__STATED EXERCISE__
Gather every line in the data below that contains the word "point", and copy each one unchanged.

# start of RECORDS FOR THIS TASK

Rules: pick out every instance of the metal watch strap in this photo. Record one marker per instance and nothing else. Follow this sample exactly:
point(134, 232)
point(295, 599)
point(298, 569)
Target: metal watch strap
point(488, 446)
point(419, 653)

# end of RECORDS FOR THIS TASK

__PROBLEM SOLUTION__
point(134, 232)
point(295, 599)
point(298, 569)
point(488, 446)
point(419, 653)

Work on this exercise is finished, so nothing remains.